In that way, we would avoid the racing condition I described in the previous comment, *and* we would not need to create a separate class TripleDictEraserOnValue
.
comment:24 Changed 5 years ago by
Additional idea: We could create TripleDict
with an optional parameter weak_values
. If this parameter is True, then the set/get methods would automatically use a weak reference on the value, with the correct key for the callback. Hence, we do not need to exploit implementation details when we apply a triple dict with weak values in sage.categories.homset
Does that sound like a good idea?
comment:25 Changed 5 years ago by
What I suggest is the following:
sage: from sage.structure.coerce_dict import MonoDict sage: import gc sage: M = MonoDict(13) sage: MW = MonoDict(13, weak_values=True) sage: class Foo: pass sage: a = Foo() sage: b = Foo() sage: k = 1 sage: M[k] = a sage: MW[k] = b sage: M[k] is a True sage: MW[k] is b True sage: k in M True sage: k in MW True sage: import gc sage: del a,b sage: _ = gc.collect() sage: k in M True sage: k in MW False sage: len(MW) 0 sage: len(M) 1 sage: MW[k] = int(5) sage: MW[k] 5
Hence, we have the option to use weak values, but even in that case we would accept non-weakrefable values, too.
And, similarly, for TripleDict
, with using weak_values
for the homset cache.
comment:26 in reply to: ↑ 22 ; follow-up: ↓ 27 Changed 5 years ago by
Replying to SimonKing:
(just saw your new post. Definitely an option. If you see merit I'm fine with that. Below response I wrote to your earlier message)
I thought you diagnosed that this was the cause of one problem we saw?
No, what I'm pretty sure we saw at some point was GC happening during dictionary value setting. While looking at the code I noticed this callback without proof that it's safe.
- Some parent X, Y give rise to a homset H, in a category C.
- H and X get deleted, but the callbacks are not performed yet. A new parent X2 is created, and by mere coincidence we have id(X)==id(X2).
- The homset H2 with respect to X2, Y and C is created. It thus overrides H in the cache.
- Finally, the callback of H is performed, erasing H2 from the cache. Boom
Yes, that's exactly the scenario I envisaged. I don't have a proof that this is theoretically possible, though.
The weakref to X is referenced by this dictionary that is still in use, so it's not garbage. I think that means the callback to X is guaranteed to happen before deallocation of X (and hence before the creation of X2). Furthermore X can only be found to be garbage if H is found to be garbage (because of the strong domain
reference), so the callback on H has to happen in the same GC as the deallocation of X. So as long as we're not creating parents during callbacks, I think that also means X2 cannot be created in the same memory location as X while the callback on H hasn't happened yet.
So we have a choice:
- make a very involved argument, carefully reasoning about the specifics of python's GC system (for which we don't actually have a formal axiom system)
- be on the safe side and just put in a cheap test.
Do you prefer that I erase this statement?
perhaps "race condition we couldn't quite rule out"
Thinking of it: Suppose we are now considering the callback of X, which, in the above scenario, has not been called prior to the creation of X2. Would it not delete the new item, too? So, shouldn't we add a test in
TripleDictEraser.__call__(self, r)
, so that an item is deleted only if one of the references from the keys of this item is identical with r?

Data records
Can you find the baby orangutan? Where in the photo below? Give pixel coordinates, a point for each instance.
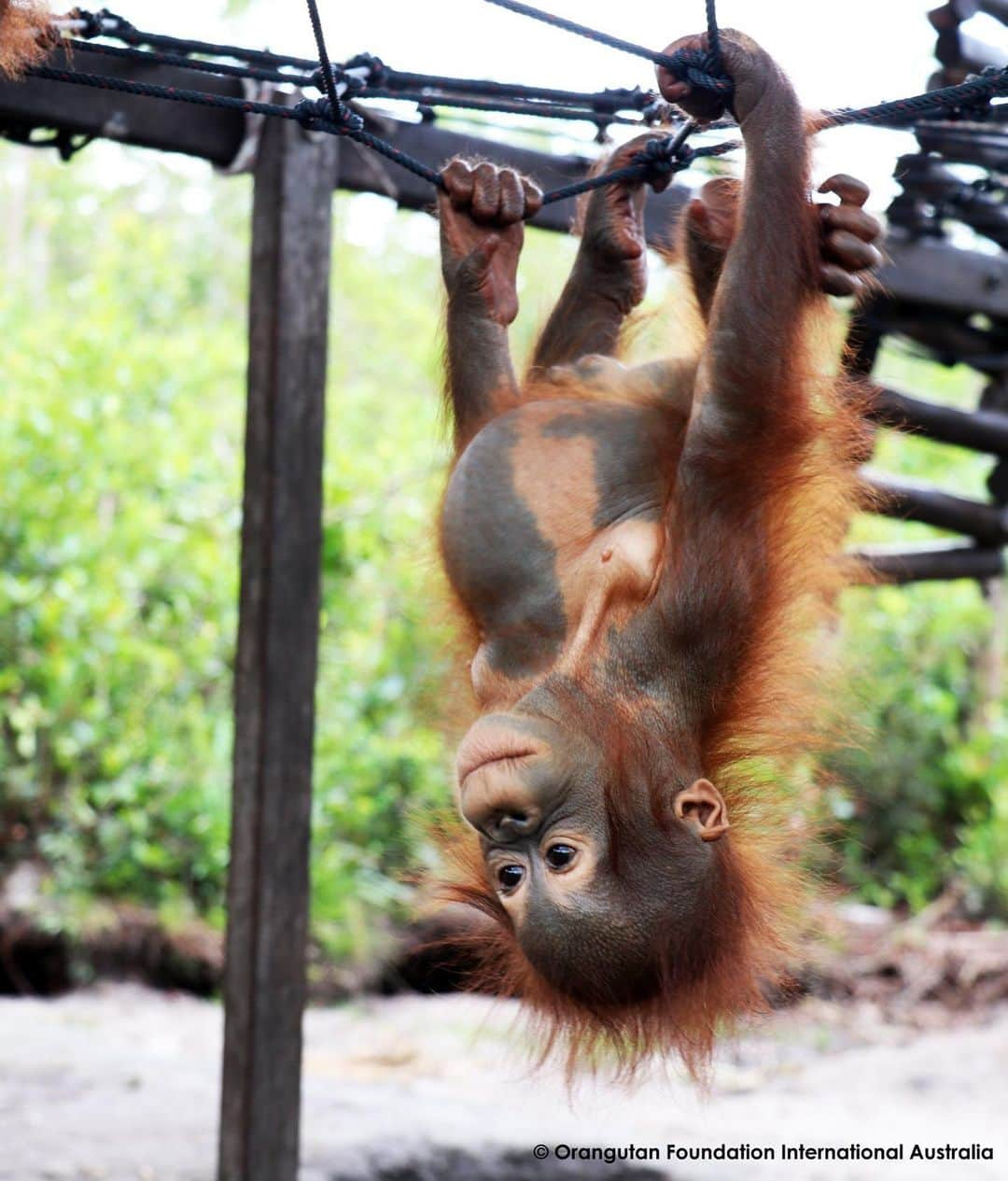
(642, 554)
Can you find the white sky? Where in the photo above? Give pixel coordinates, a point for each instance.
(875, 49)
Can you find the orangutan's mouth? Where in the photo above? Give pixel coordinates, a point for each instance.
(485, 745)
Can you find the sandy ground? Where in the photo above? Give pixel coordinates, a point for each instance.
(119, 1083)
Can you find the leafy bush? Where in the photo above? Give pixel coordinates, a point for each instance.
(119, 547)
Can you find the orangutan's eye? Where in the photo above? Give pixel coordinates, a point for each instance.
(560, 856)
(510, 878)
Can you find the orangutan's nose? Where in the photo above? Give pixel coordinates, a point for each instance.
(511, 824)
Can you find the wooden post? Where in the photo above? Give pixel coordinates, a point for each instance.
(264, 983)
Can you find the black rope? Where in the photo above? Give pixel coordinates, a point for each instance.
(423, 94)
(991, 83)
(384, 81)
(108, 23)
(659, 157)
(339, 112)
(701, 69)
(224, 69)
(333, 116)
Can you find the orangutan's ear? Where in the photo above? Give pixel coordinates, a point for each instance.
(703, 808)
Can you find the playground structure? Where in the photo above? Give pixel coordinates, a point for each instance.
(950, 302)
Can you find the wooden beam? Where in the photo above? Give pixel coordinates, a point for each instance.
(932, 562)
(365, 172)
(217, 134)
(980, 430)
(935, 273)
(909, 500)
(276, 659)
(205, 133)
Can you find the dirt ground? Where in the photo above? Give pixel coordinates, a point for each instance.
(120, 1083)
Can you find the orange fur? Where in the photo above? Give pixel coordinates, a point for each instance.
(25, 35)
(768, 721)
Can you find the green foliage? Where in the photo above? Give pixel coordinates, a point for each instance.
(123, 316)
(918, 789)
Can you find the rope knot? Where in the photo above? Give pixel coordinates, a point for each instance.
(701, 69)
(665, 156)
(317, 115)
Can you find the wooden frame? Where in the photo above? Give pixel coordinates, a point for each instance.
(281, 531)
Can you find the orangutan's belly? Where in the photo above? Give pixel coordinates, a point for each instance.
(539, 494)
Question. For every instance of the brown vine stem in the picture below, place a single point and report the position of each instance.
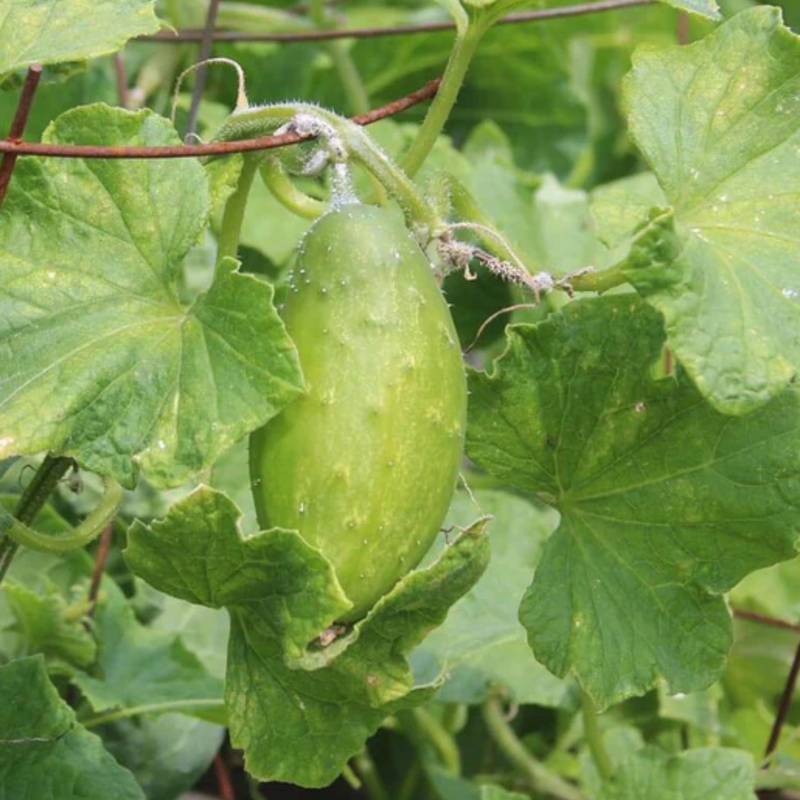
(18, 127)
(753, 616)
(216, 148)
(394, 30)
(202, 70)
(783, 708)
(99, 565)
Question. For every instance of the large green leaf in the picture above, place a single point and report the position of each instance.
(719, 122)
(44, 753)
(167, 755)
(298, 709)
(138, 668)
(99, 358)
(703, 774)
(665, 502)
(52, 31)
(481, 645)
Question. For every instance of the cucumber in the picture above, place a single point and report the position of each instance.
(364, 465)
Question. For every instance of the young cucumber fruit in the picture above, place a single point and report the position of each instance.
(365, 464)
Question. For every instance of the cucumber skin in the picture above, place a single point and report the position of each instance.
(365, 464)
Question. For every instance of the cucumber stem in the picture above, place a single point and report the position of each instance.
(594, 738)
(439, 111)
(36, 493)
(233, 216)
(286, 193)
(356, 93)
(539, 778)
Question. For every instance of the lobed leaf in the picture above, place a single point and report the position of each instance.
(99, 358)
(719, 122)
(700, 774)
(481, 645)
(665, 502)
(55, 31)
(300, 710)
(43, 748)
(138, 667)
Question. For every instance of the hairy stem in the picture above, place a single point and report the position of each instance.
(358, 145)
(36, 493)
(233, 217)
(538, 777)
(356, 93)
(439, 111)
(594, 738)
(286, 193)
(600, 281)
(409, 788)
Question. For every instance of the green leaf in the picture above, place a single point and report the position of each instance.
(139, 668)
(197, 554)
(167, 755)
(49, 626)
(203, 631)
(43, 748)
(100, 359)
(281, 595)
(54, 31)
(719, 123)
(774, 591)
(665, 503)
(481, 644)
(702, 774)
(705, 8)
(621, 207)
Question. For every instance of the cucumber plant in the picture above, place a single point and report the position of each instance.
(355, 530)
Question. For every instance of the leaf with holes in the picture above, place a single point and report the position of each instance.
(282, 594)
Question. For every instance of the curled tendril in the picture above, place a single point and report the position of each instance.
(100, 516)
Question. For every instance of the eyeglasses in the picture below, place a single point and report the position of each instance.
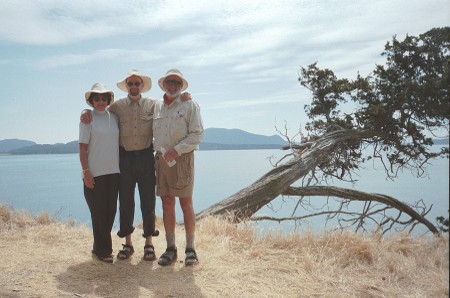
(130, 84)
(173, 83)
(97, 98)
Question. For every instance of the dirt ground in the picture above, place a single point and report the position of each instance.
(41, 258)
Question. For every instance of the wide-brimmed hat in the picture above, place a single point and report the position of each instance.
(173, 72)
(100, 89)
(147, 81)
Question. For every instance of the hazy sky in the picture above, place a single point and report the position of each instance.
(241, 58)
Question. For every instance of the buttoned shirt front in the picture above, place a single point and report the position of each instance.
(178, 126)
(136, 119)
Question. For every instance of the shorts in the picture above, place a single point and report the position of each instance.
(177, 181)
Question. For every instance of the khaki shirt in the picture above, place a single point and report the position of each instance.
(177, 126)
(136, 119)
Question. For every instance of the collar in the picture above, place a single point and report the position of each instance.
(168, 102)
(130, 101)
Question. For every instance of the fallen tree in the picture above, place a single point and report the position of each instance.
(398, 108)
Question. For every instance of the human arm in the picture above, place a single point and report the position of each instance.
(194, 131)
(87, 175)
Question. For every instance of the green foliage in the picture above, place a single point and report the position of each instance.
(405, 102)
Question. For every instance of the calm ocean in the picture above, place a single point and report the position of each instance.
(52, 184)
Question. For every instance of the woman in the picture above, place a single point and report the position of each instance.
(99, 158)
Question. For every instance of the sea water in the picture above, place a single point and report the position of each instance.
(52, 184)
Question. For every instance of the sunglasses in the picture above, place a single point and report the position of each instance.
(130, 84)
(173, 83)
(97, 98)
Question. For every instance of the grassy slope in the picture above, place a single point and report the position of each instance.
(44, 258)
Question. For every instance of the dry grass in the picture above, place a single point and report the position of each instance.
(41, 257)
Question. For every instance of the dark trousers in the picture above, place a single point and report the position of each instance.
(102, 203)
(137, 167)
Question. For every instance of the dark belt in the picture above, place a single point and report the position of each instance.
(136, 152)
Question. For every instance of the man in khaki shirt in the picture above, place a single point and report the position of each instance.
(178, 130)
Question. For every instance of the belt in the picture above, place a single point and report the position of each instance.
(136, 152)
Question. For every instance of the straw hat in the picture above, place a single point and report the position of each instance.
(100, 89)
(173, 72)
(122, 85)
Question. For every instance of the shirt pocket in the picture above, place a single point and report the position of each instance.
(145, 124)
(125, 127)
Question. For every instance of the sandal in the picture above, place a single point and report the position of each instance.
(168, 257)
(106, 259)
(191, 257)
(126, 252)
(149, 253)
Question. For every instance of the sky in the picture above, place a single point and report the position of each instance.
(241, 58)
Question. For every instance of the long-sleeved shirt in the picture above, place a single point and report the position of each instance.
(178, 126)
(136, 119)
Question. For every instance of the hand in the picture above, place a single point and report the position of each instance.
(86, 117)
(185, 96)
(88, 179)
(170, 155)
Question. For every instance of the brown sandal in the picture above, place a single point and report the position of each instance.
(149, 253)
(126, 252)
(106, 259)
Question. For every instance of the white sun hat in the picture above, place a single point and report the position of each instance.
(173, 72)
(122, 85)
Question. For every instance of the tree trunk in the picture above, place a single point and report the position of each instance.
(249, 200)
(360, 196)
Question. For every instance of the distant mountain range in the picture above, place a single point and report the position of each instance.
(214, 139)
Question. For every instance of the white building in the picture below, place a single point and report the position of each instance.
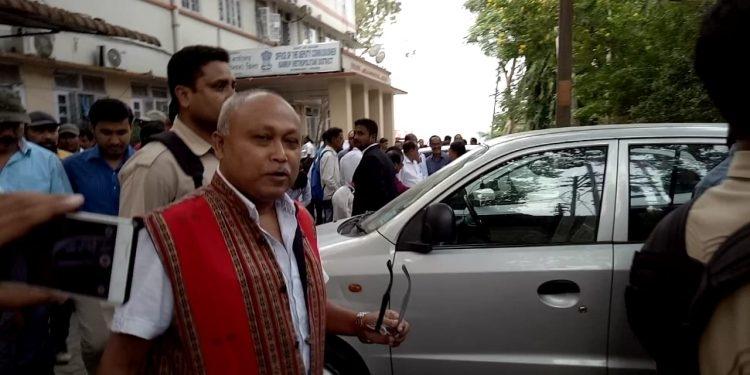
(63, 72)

▶ _PROBLEMS AND TASKS_
- a) Answer these from the TripleDict discussion:
(i) What optional parameter is proposed for TripleDict?
(ii) In the MonoDict example, what does len(MW) return after the garbage collection?
(iii) What two choices are listed after "So we have a choice:"?
- b) Continue the TripleDict discussion from its last sentence.
The entries have no connection to the TripleDict discussion.

▶ _TASK ANSWERS_
- a)
(i) weak_values
(ii) 0
(iii) Make a very involved argument about the specifics of Python's GC system, or be on the safe side and put in a cheap test.

- b)
No, in order to set the value, the caller must be holding strong references to the keys. As far as I know, weakref callback and deallocation only get separated inside GC. So as long as we're not calling set in callbacks, I think we're prevented from it (note that for H we needed, in addition, that H holds a reference to X AND that key triples do not get reassigned.)
I wouldn't like to put this into
TripleDict
. After all, it is impossible to prevent all thinkable typing mistakes.
Well, this is one where you have to type the same data twice. But I agree: We have only one use case. Should we get more I think it's worth reconsidering.
Additional idea: We could create TripleDict? with an optional parameter weak_values. If this parameter is True, then the set/get methods would automatically use a weak reference on the value, with the correct key for the callback. Hence, we do not need to exploit implementation details when we apply a triple dict with weak values in sage.categories.homset
Well, conceptually that's a different concept. Whether we want to implement that in the same structure (advantage: code reuse, disadvantage: increased complexity, possibly efficiency loss) is an engineering call. Again, for one use case I think it's not worth it. Should we find the need more often for such "fully weak associations" (we found the coercion system has tables that are a bit like this) we can reconsider.
At the moment I'm getting a feeling we're entering the realm of overengineering.
comment:27 in reply to: ↑ 26 Changed 5 years ago by
- Description modified (diff)
- Status changed from needs_work to needs_review
- Work issues Make part the coverage script happy deleted
Replying to nbruin:
At the moment I'm getting a feeling we're entering the realm of overengineering.
That's quite possible. But the changes were rather mild, and so I am submitting my patch anyway.
Do you think it is overengineered? We should of course test if the performance drops too much.
And we need to run the test suite (I didn't, yet).
Apply trac_14159_weak_value_triple_dict.patch
comment:28 follow-up: ↓ 29 Changed 5 years ago by
I was just wondering whether a MonoDict with weak values really makes sense. After all, it means: If you do
M[a]=b`, then this item will be deleted, unless you keep a strong reference to both a and b. But then you probably don't need a dictionary.
Anyway, I think the implementation for the TripleDict
case makes sense.
comment:29 in reply to: ↑ 28 Changed 5 years ago by
Replying to SimonKing:
I was just wondering whether a
MonoDict with weak values really makes sense. After all, it means: If you do
M[a]=b`, then this item will be deleted, unless you keep a strong reference to both a and b.
Not so much because of the requirement for strong references (with weak caching, the idea is that unknown entities are still holding references), but more because in that case you might as well spell it
a.M=weakref(b)
Incidentally, see #14058 for another use case where weakrefs (without callbacks there!) get stored in a TripleDict
. So that seems to be a strong indication that supporting weak values is indeed a reasonable think for it. I would propose to amend the solution there to use the facilities here and make #14058 depend on #14159. Provided the code here all checks out to work as expected and perform well, of course.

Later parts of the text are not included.